Records for the exercise:
________________________
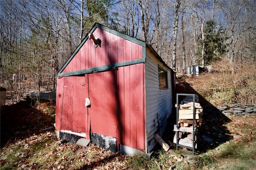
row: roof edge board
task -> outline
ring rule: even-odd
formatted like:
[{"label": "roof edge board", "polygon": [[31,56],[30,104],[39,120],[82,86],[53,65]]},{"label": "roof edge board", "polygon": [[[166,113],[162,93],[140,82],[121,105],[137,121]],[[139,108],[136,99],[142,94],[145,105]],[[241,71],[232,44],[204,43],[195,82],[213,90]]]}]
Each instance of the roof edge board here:
[{"label": "roof edge board", "polygon": [[62,76],[76,76],[85,74],[92,73],[95,72],[100,72],[107,71],[112,69],[114,69],[117,67],[122,66],[126,66],[146,62],[146,58],[142,58],[138,60],[133,60],[130,61],[127,61],[123,63],[119,63],[116,64],[107,65],[106,66],[101,66],[97,67],[94,67],[85,70],[82,70],[78,71],[72,71],[71,72],[65,72],[63,73],[59,73],[57,77]]}]

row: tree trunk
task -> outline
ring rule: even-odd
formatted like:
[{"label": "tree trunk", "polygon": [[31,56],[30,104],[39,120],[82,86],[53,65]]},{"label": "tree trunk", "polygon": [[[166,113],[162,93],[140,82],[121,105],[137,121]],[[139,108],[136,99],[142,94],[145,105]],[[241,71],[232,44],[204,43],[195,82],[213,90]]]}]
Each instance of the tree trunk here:
[{"label": "tree trunk", "polygon": [[174,21],[173,23],[173,49],[172,50],[172,68],[176,70],[176,42],[178,32],[178,24],[179,21],[179,8],[181,0],[175,0],[174,6]]},{"label": "tree trunk", "polygon": [[84,33],[84,0],[81,0],[81,19],[80,23],[80,42],[82,42]]},{"label": "tree trunk", "polygon": [[202,27],[201,28],[201,31],[202,31],[202,65],[203,67],[204,66],[204,43],[205,43],[205,39],[204,39],[204,20],[203,21],[202,23]]}]

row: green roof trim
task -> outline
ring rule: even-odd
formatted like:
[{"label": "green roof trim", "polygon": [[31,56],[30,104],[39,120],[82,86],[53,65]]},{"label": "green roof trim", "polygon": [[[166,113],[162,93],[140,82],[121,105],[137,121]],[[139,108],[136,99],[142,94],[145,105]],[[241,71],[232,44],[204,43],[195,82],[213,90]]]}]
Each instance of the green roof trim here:
[{"label": "green roof trim", "polygon": [[88,68],[85,70],[81,70],[78,71],[72,71],[71,72],[64,72],[63,73],[59,73],[57,75],[57,77],[62,76],[76,76],[86,74],[92,73],[95,72],[101,72],[105,71],[112,69],[117,68],[122,66],[126,66],[134,64],[136,64],[146,62],[146,58],[143,58],[141,59],[136,60],[132,60],[130,61],[127,61],[123,63],[118,63],[116,64],[113,64],[107,65],[100,67],[94,67],[91,68]]},{"label": "green roof trim", "polygon": [[[135,43],[137,44],[138,44],[139,45],[141,45],[142,46],[142,59],[141,59],[142,60],[145,60],[146,61],[146,43],[145,43],[144,41],[142,41],[141,40],[140,40],[139,39],[136,39],[135,38],[134,38],[133,37],[130,37],[129,35],[127,35],[126,34],[124,34],[122,33],[121,33],[120,32],[118,31],[116,31],[114,30],[114,29],[110,29],[109,28],[108,28],[104,26],[103,25],[102,25],[101,24],[100,24],[99,23],[95,23],[94,24],[94,25],[93,27],[92,27],[92,29],[90,30],[90,32],[91,33],[92,33],[94,32],[94,31],[95,30],[95,29],[96,29],[97,28],[100,28],[101,29],[102,29],[104,31],[106,31],[110,32],[110,33],[113,33],[114,35],[117,35],[119,37],[122,37],[124,39],[126,39],[127,40],[130,41],[131,42],[132,42],[134,43]],[[58,72],[57,73],[57,75],[58,76],[59,76],[59,75],[61,75],[62,74],[64,74],[64,75],[67,75],[67,74],[68,73],[61,73],[61,72],[64,70],[64,69],[65,69],[65,68],[66,68],[66,67],[68,65],[68,64],[69,64],[70,62],[70,61],[72,60],[72,59],[73,59],[73,58],[74,57],[74,56],[76,55],[76,53],[78,53],[78,52],[79,51],[79,50],[80,50],[80,49],[81,49],[81,48],[83,46],[83,45],[84,45],[84,43],[86,41],[87,41],[87,40],[89,38],[89,35],[88,34],[86,35],[85,36],[85,37],[84,37],[84,39],[83,40],[83,41],[81,42],[81,43],[80,43],[80,44],[79,44],[79,45],[78,45],[78,47],[76,49],[76,50],[75,50],[75,51],[73,53],[72,53],[72,55],[71,55],[71,56],[69,57],[69,58],[68,59],[68,60],[66,62],[66,63],[64,64],[64,65],[63,65],[63,66],[61,68],[60,68],[60,70],[59,71],[59,72]],[[125,63],[134,63],[135,62],[135,63],[133,64],[136,64],[137,63],[138,63],[138,61],[132,61],[131,62],[125,62]],[[140,63],[143,63],[143,62],[140,62]],[[110,65],[122,65],[122,63],[117,63],[117,64],[111,64]],[[128,64],[127,65],[130,65],[130,64]],[[123,66],[123,65],[121,65],[120,66]],[[107,67],[108,67],[108,66],[102,66],[101,67],[104,67],[104,66],[106,66]],[[116,67],[116,66],[115,66]],[[90,68],[90,69],[92,69],[92,70],[94,70],[94,69],[95,68]],[[90,70],[90,69],[88,69],[88,70]],[[83,70],[84,71],[86,70]],[[77,75],[78,74],[77,74],[76,73],[78,72],[81,72],[81,71],[82,70],[78,70],[78,71],[74,71],[74,72],[70,72],[70,73],[76,73],[74,75]],[[84,72],[83,72],[83,74]]]}]

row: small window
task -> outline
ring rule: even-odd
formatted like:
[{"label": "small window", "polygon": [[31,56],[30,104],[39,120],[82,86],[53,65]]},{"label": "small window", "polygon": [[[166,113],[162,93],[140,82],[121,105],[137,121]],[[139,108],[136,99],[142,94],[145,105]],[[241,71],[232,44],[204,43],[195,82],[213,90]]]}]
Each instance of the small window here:
[{"label": "small window", "polygon": [[167,72],[158,66],[158,75],[159,76],[159,88],[168,88],[167,82]]}]

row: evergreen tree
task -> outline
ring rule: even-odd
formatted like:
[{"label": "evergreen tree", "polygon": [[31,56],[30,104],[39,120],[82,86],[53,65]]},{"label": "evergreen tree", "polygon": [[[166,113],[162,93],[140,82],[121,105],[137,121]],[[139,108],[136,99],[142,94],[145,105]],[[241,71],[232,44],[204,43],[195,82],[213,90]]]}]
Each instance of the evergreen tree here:
[{"label": "evergreen tree", "polygon": [[[226,39],[225,30],[222,27],[217,29],[216,26],[216,22],[210,20],[206,21],[204,27],[205,59],[207,64],[220,59],[226,52],[224,43]],[[202,44],[202,41],[200,43]],[[202,50],[200,50],[199,53],[202,53]],[[202,54],[198,55],[201,55]]]}]

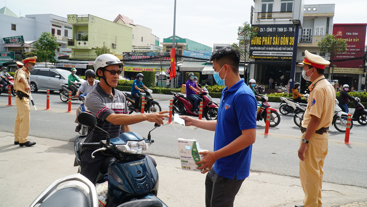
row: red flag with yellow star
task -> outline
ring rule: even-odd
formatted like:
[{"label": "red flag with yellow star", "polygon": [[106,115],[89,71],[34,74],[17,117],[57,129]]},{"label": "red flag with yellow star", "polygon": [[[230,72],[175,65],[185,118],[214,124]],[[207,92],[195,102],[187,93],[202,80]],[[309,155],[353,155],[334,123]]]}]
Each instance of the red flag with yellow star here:
[{"label": "red flag with yellow star", "polygon": [[176,48],[171,49],[171,69],[169,71],[169,80],[176,77],[176,67],[174,65],[174,54],[176,53]]}]

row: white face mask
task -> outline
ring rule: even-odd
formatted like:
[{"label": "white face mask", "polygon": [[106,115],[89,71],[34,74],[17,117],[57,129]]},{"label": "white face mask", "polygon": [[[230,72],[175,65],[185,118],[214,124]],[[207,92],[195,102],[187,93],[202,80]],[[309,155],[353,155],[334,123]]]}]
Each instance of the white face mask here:
[{"label": "white face mask", "polygon": [[[312,76],[312,74],[314,73],[312,73],[312,74],[310,76],[307,76],[306,75],[306,73],[307,73],[308,71],[310,71],[311,70],[312,68],[309,69],[307,71],[302,71],[302,78],[303,78],[304,79],[305,79],[306,81],[311,81],[311,77]],[[314,72],[315,73],[315,72]]]}]

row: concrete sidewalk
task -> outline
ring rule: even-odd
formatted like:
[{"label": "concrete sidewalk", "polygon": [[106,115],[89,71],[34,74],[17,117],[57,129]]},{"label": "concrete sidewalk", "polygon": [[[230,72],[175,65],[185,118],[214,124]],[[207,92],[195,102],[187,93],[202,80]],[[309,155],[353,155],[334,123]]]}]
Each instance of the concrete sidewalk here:
[{"label": "concrete sidewalk", "polygon": [[[0,132],[0,205],[29,206],[53,181],[76,173],[73,143],[30,136],[37,144],[20,147],[14,139]],[[170,206],[205,206],[205,175],[181,170],[178,159],[153,157],[162,200]],[[322,193],[324,206],[367,205],[366,188],[324,182]],[[251,172],[234,206],[294,206],[303,195],[298,178]]]}]

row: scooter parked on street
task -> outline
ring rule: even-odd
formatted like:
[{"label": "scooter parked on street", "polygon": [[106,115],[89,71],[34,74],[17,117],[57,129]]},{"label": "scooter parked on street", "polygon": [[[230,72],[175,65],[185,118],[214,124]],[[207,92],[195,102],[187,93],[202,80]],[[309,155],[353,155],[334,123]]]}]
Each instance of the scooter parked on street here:
[{"label": "scooter parked on street", "polygon": [[[96,126],[97,118],[92,114],[84,112],[78,117],[78,121],[90,127]],[[83,143],[86,136],[79,136],[75,139],[74,151],[76,161],[81,169],[81,153],[83,148],[96,148],[91,154],[101,151],[106,156],[97,183],[108,181],[106,207],[116,206],[122,203],[137,199],[149,199],[159,201],[161,206],[167,205],[157,196],[158,175],[152,161],[145,152],[154,140],[150,132],[145,139],[139,133],[124,132],[110,139],[108,132],[106,141],[96,143]]]},{"label": "scooter parked on street", "polygon": [[261,101],[261,104],[257,103],[257,115],[256,116],[256,120],[260,121],[264,120],[264,122],[266,123],[266,110],[268,108],[270,109],[270,120],[269,126],[274,127],[279,124],[281,122],[281,116],[278,112],[278,110],[270,106],[267,103],[268,98],[266,96],[261,96],[258,97]]},{"label": "scooter parked on street", "polygon": [[[30,207],[99,207],[96,186],[85,177],[75,174],[59,179],[46,188],[31,204]],[[118,207],[161,206],[158,201],[137,200]]]},{"label": "scooter parked on street", "polygon": [[[305,94],[304,96],[305,97],[306,100],[307,100],[308,96],[308,94]],[[306,106],[307,105],[307,104],[297,102],[294,101],[293,99],[291,99],[290,98],[282,97],[279,97],[279,98],[281,99],[281,100],[282,100],[282,102],[281,102],[281,105],[279,106],[279,111],[281,112],[281,114],[283,115],[292,114],[293,113],[297,112],[298,111],[298,110],[297,110],[297,104],[305,104]]]},{"label": "scooter parked on street", "polygon": [[[194,103],[181,93],[171,92],[173,95],[172,114],[199,116],[194,112]],[[216,120],[218,115],[218,105],[209,95],[208,90],[203,87],[198,94],[203,102],[203,115],[207,120]]]},{"label": "scooter parked on street", "polygon": [[[11,93],[12,94],[15,96],[17,95],[17,93],[15,92],[15,90],[14,90],[14,78],[12,77],[11,76],[10,77],[8,77],[7,78],[8,79],[8,86],[7,89],[9,90],[9,88],[11,88]],[[8,91],[7,90],[5,92],[3,92],[2,89],[3,89],[3,84],[0,84],[0,94],[2,93],[8,93]]]},{"label": "scooter parked on street", "polygon": [[[152,91],[150,89],[144,90],[144,94],[140,93],[140,102],[139,105],[139,110],[141,111],[141,102],[142,98],[144,97],[145,102],[144,108],[144,111],[145,113],[154,113],[162,111],[162,108],[159,105],[159,103],[157,101],[154,100],[151,95]],[[135,99],[131,95],[131,93],[127,91],[123,91],[122,93],[126,98],[127,101],[127,106],[129,108],[129,113],[131,114],[135,110]]]},{"label": "scooter parked on street", "polygon": [[[80,86],[80,83],[77,84],[78,87],[76,87],[74,86],[71,86],[71,87],[73,88],[73,90],[75,89],[77,89],[79,88],[79,86]],[[60,99],[61,99],[64,102],[67,102],[69,100],[69,92],[72,92],[72,91],[69,89],[67,84],[60,84],[60,90],[59,92],[60,93]],[[71,101],[82,101],[78,97],[74,98],[74,97],[71,97]],[[82,101],[83,101],[84,100]]]}]

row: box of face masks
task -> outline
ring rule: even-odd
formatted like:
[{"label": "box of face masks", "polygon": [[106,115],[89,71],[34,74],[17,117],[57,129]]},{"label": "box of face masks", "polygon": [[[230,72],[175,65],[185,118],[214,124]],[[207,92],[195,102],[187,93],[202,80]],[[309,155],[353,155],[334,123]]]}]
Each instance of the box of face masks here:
________________________
Can you update the rows from the start through the line containing "Each instance of the roof", replacing "roof edge board" with "fascia board" and changing nothing else? Leave the pictures out of your answer.

Output for this task:
row: fascia board
task -> outline
ring rule: even-odd
formatted like:
[{"label": "fascia board", "polygon": [[31,56],[30,104],[39,120],[82,86],[53,65]]},{"label": "fascia board", "polygon": [[[166,113],[162,93],[140,82],[121,105],[137,121]],[[139,108],[136,99],[142,94],[145,105]],[[241,71],[232,44],[204,43],[195,82],[213,90]]]}]
Each instance of the fascia board here:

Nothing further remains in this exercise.